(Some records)
▼
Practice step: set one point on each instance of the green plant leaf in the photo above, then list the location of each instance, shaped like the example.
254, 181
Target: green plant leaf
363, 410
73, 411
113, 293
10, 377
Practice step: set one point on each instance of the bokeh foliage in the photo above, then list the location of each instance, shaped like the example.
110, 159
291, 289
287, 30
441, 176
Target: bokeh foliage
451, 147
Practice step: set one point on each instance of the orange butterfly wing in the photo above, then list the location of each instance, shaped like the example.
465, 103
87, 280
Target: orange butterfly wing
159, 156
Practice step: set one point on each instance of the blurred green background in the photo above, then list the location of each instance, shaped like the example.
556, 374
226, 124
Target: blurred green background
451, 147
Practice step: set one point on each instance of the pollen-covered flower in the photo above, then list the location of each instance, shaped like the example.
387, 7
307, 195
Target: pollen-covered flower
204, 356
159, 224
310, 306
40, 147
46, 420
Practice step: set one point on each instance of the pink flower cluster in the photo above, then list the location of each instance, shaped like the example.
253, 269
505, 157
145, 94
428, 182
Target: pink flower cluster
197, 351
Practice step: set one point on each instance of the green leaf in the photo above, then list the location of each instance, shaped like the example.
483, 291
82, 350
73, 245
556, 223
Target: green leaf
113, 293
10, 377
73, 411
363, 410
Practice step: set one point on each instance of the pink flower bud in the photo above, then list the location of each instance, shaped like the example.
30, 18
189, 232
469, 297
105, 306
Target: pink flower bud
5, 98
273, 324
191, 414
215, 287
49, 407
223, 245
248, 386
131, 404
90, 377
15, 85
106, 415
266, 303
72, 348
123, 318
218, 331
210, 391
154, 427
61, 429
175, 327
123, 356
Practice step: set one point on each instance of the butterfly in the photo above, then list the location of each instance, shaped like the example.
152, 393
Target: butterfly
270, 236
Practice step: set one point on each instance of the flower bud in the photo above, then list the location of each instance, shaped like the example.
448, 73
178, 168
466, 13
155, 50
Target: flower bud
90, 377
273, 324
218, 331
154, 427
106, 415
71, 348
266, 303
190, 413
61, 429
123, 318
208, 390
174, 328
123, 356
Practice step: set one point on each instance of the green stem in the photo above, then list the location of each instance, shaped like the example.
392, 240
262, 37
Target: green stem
▲
### Instructions for the task:
Your task is to output the full set of records exactly as presented.

### Reply:
Practice step: set one point on each instance of the green plant leaf in the photo above, then list the location of each instance, shaped like the example.
254, 181
Target: green plant leaf
363, 410
73, 411
113, 293
10, 377
Practice step: set one point on each instance of the bokeh foliage in the photo above, then list the location of each instance, shaped like the example.
110, 159
291, 289
287, 30
441, 176
Target: bokeh foliage
451, 147
Practice step: set one point on each instance of the orange butterfly wing in the photo above, then list the location of each instance, shaped like the example.
465, 103
87, 280
Target: orange butterfly wing
159, 156
Practice step: set one point on each instance of the blurred green background in the photo above, then list the location of each instance, shaped like the example.
556, 374
226, 124
Target: blurred green background
451, 147
Practice step: set one point on each instance of the pollen-covered flower in the photo above, then list the location of each instance, shaped like the example.
387, 7
307, 195
Target: pollen-covered flower
204, 356
159, 224
310, 306
40, 147
46, 420
Practice step: set one point on each instance of the pink flower cluster in the photo above, then list the location of each instance, shaped like the example.
253, 269
505, 157
145, 94
428, 182
Target: pink flower cluster
197, 351
Practice step: set one point on each instance of the green leaf in the photo above, then list the location of each instance, shaped like the example.
483, 291
82, 350
73, 245
556, 223
Target: green leaf
113, 293
10, 377
73, 411
363, 410
Practice step: set one point on each instance of the pink flower bud in the photo above, then list the location of each instance, shaped like the example.
30, 18
189, 232
469, 297
105, 306
Target: pink flower bud
5, 98
273, 324
191, 414
215, 287
49, 407
223, 245
248, 386
131, 404
90, 377
15, 85
106, 415
266, 303
72, 348
123, 318
218, 331
210, 391
154, 427
61, 429
175, 327
123, 356
Practice step: set one point on each instance of the butterfly in the photo above, then list the location of each instance, shaped like the example.
152, 393
Target: butterfly
270, 236
Practice step: set one point on each instance of the flower bud in the photo above, then list the location of each instance, shaped like the example.
448, 73
178, 168
466, 13
155, 50
Target: flower bud
90, 377
273, 324
218, 331
154, 427
106, 415
71, 348
266, 303
190, 413
61, 429
123, 318
208, 390
174, 328
123, 356
Practice step: set one point on each instance of the green stem in the photo above, then list the location of each instance, shaped like the example.
392, 240
262, 37
Target: green stem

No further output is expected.